• WHAT THIS TASK INVOLVES:
Count the lines below that contain the string "cloud", with case significant. Give only the number.

• MATERIAL PROVIDED:
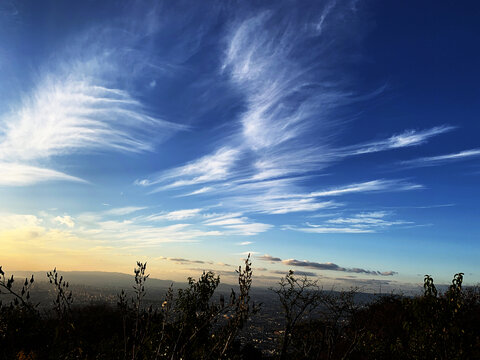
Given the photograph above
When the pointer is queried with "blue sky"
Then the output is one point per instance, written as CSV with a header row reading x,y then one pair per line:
x,y
335,138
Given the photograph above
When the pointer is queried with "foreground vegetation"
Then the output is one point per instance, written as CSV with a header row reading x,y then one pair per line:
x,y
190,324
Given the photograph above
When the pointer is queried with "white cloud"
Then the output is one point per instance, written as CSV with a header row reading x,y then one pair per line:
x,y
14,221
175,215
438,160
74,106
318,229
406,139
124,210
368,186
65,220
15,174
235,224
245,243
209,168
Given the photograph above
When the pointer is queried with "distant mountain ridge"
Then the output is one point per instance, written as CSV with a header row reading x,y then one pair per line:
x,y
103,279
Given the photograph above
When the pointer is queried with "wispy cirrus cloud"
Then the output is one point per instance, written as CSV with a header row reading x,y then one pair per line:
x,y
365,222
76,105
65,220
17,174
441,159
175,215
209,168
406,139
124,210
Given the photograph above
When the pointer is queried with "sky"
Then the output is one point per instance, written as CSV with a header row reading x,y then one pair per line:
x,y
339,139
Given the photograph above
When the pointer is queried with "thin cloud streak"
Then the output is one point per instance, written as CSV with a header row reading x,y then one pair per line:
x,y
15,174
406,139
323,266
441,159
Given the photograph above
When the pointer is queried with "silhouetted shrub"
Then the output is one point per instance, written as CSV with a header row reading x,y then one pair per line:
x,y
191,324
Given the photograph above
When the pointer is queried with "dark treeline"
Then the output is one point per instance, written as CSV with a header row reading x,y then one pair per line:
x,y
191,324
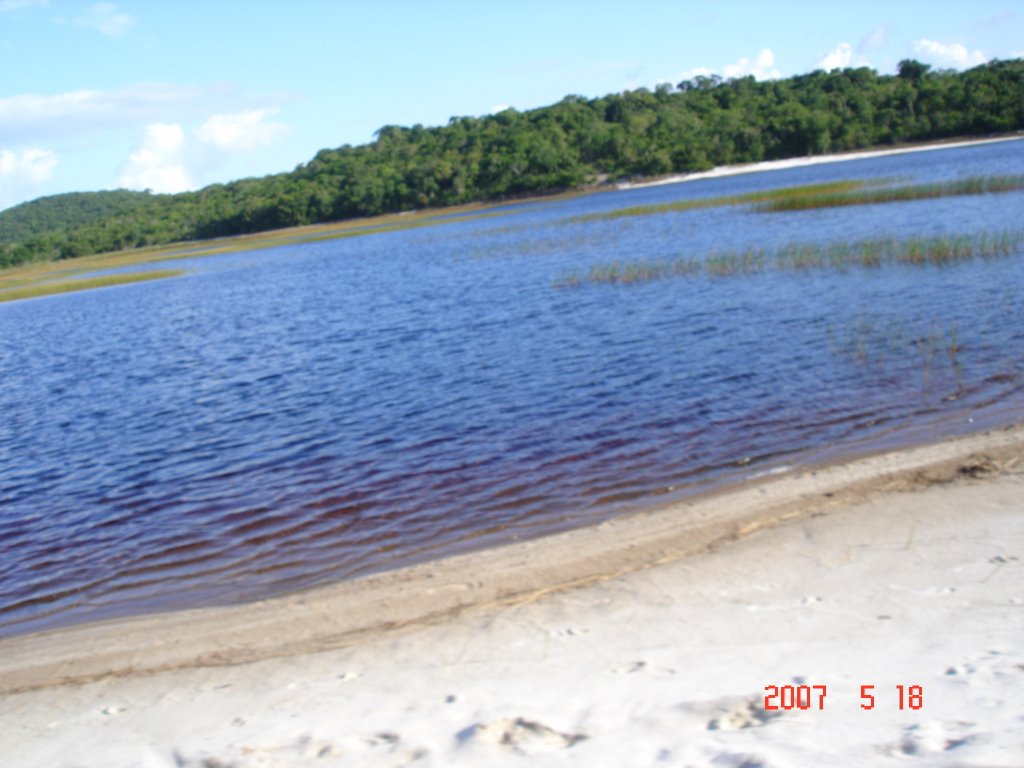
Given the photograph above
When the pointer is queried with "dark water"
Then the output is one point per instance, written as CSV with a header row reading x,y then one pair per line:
x,y
285,418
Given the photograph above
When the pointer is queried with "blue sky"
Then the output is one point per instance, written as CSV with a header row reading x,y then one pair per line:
x,y
176,95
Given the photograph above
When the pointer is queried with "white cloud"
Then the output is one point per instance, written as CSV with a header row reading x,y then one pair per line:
x,y
761,68
954,54
842,56
22,171
696,72
839,58
104,18
241,131
16,4
158,164
29,117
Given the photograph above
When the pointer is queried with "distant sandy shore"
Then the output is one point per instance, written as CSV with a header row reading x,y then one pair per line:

• WRITTEN RESPONSE:
4